(Saved entries)
-- -- --
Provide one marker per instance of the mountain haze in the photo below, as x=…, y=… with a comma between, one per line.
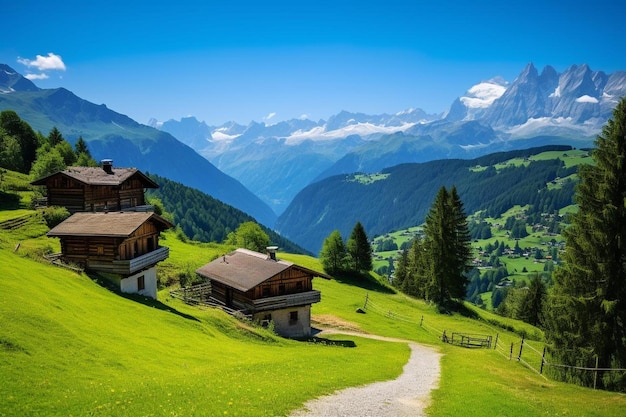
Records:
x=399, y=197
x=128, y=143
x=535, y=109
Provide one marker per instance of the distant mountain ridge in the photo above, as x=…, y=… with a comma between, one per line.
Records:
x=400, y=196
x=128, y=143
x=535, y=109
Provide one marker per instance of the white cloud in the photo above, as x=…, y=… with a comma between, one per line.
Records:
x=44, y=63
x=483, y=95
x=587, y=99
x=269, y=116
x=41, y=76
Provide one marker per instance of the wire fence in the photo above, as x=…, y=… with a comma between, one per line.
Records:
x=527, y=353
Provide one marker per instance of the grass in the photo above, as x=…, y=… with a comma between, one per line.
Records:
x=71, y=347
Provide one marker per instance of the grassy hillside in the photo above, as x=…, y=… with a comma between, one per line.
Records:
x=71, y=347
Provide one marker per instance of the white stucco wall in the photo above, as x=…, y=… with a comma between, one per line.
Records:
x=285, y=327
x=129, y=285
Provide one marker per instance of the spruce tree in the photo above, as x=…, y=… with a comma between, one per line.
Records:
x=586, y=315
x=359, y=250
x=462, y=250
x=446, y=248
x=438, y=246
x=333, y=253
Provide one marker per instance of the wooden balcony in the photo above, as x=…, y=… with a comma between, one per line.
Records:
x=130, y=266
x=287, y=300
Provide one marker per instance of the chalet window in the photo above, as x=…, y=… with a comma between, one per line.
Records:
x=293, y=317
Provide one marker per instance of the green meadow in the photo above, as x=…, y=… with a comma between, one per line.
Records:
x=71, y=347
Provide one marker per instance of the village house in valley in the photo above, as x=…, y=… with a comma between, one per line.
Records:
x=122, y=243
x=266, y=288
x=96, y=189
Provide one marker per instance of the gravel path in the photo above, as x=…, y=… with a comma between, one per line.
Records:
x=406, y=396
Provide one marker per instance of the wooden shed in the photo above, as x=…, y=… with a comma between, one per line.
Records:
x=267, y=288
x=96, y=189
x=123, y=243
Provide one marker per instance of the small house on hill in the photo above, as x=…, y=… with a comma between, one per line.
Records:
x=97, y=189
x=266, y=288
x=122, y=243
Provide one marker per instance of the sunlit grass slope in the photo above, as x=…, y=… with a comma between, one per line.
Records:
x=474, y=382
x=71, y=347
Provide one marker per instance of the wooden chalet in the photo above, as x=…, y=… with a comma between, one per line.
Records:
x=96, y=189
x=266, y=288
x=123, y=243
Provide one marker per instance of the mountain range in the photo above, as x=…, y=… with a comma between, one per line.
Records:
x=118, y=137
x=276, y=161
x=264, y=169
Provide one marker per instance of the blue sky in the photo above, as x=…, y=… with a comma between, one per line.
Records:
x=275, y=60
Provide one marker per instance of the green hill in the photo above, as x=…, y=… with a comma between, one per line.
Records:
x=68, y=346
x=399, y=197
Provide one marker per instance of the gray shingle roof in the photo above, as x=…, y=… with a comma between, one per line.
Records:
x=98, y=176
x=244, y=269
x=117, y=224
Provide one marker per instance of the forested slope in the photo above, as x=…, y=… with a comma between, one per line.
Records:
x=204, y=218
x=399, y=197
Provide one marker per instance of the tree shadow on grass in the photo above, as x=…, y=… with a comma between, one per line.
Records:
x=328, y=342
x=365, y=281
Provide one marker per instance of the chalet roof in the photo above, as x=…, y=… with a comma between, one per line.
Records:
x=98, y=176
x=117, y=224
x=244, y=269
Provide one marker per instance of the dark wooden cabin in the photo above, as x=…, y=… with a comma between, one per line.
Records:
x=266, y=288
x=96, y=189
x=122, y=243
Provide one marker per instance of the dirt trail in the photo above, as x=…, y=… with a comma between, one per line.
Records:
x=405, y=396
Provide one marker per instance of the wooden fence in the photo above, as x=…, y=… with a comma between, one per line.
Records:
x=532, y=357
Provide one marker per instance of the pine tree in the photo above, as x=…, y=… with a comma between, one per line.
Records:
x=462, y=251
x=55, y=137
x=333, y=253
x=587, y=307
x=359, y=250
x=447, y=248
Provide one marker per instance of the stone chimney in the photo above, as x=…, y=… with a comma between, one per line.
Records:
x=107, y=165
x=271, y=251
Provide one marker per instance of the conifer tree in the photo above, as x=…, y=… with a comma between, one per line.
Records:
x=447, y=246
x=462, y=250
x=586, y=311
x=333, y=253
x=359, y=250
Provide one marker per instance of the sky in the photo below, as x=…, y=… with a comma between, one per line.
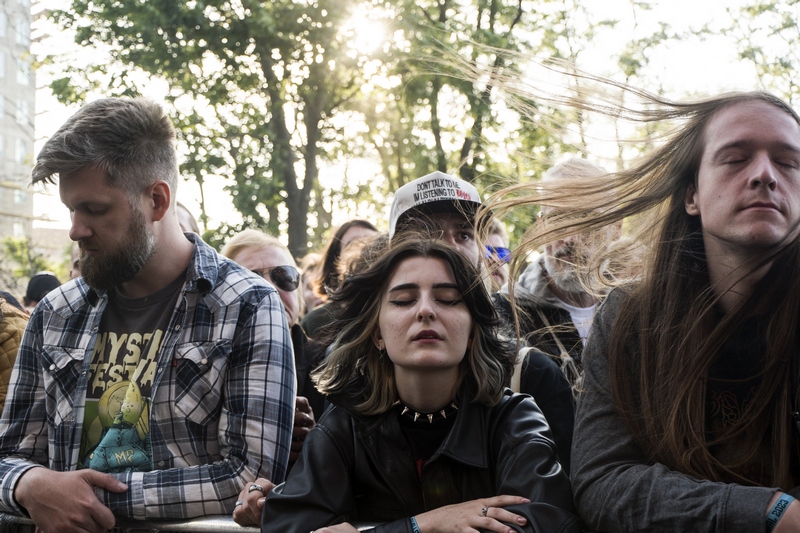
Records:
x=689, y=67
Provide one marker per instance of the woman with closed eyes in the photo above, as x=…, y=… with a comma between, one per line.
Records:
x=422, y=435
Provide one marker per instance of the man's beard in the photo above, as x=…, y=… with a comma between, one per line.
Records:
x=564, y=274
x=110, y=268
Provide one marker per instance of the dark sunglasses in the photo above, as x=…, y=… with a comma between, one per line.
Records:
x=503, y=253
x=285, y=277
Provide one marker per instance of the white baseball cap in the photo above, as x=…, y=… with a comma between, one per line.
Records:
x=435, y=193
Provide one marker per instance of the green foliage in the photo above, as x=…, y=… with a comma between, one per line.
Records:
x=767, y=35
x=267, y=93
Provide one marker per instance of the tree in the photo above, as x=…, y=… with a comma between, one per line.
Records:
x=767, y=34
x=254, y=85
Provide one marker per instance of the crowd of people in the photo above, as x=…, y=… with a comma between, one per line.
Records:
x=599, y=377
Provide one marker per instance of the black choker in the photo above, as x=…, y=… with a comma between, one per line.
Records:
x=430, y=417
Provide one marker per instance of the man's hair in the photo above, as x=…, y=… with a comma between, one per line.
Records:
x=132, y=140
x=669, y=320
x=489, y=358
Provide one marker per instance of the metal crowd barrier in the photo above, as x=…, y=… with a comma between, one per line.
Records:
x=211, y=524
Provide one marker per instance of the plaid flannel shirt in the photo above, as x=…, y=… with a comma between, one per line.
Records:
x=222, y=400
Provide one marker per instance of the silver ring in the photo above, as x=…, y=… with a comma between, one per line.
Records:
x=256, y=486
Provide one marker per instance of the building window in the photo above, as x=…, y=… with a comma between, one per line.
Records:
x=23, y=32
x=22, y=151
x=23, y=112
x=24, y=73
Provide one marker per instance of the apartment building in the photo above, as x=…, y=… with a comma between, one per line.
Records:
x=17, y=108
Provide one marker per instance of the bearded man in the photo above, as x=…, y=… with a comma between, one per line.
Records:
x=160, y=383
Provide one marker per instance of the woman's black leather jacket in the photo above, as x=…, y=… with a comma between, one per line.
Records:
x=356, y=468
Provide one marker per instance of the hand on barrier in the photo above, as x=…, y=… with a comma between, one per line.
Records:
x=248, y=512
x=64, y=502
x=486, y=514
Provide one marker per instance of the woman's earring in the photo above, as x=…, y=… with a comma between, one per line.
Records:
x=382, y=350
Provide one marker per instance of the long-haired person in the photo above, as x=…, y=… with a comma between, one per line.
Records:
x=688, y=418
x=422, y=435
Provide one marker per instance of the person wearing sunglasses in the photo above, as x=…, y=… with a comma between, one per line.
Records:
x=269, y=258
x=497, y=254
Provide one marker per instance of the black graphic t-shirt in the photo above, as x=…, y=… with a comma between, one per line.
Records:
x=116, y=434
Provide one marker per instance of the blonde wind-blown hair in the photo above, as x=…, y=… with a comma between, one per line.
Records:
x=668, y=317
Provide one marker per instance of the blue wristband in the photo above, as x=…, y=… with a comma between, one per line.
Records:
x=775, y=514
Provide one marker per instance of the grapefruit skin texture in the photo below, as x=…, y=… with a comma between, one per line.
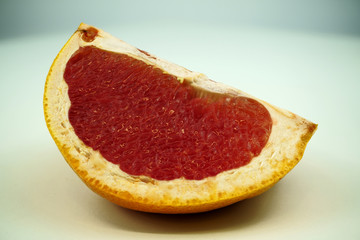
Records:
x=284, y=149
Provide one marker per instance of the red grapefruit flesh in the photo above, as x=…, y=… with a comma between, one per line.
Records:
x=152, y=136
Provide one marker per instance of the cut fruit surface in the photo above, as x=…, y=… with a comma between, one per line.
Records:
x=152, y=136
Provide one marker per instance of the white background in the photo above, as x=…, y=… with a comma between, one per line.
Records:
x=300, y=55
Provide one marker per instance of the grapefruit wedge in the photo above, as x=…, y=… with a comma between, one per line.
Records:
x=152, y=136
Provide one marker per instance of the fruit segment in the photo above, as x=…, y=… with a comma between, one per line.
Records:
x=151, y=124
x=153, y=136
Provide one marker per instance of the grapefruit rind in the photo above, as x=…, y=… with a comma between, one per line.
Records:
x=284, y=149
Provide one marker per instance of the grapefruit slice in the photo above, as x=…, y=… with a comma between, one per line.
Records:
x=152, y=136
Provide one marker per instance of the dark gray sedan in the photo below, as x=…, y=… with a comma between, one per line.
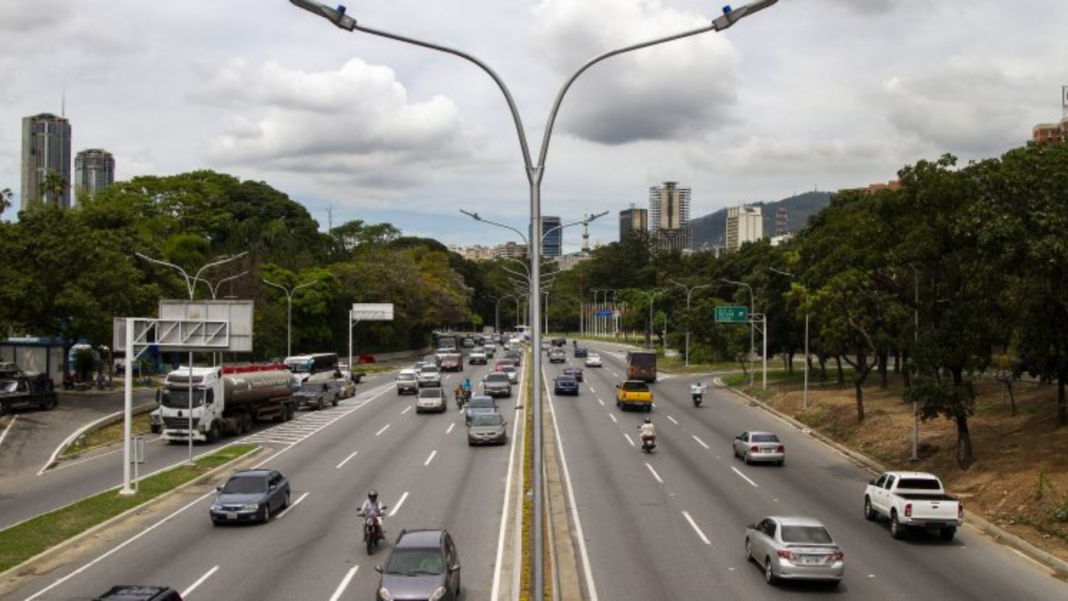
-- -- --
**Directions for this task**
Your answer should be every line above that contains the word "black".

**Solution**
Provide one marker per instance of the black choker in the photo above, as x=…, y=… with a comma between, one per line.
Provide one marker per instance of the woman's black leather jacket in the photo above, as x=…, y=… with a comma between, one per line.
Provide one marker per instance of the black graphic t-shirt in the photo above, as x=…, y=… with a comma between, one per line.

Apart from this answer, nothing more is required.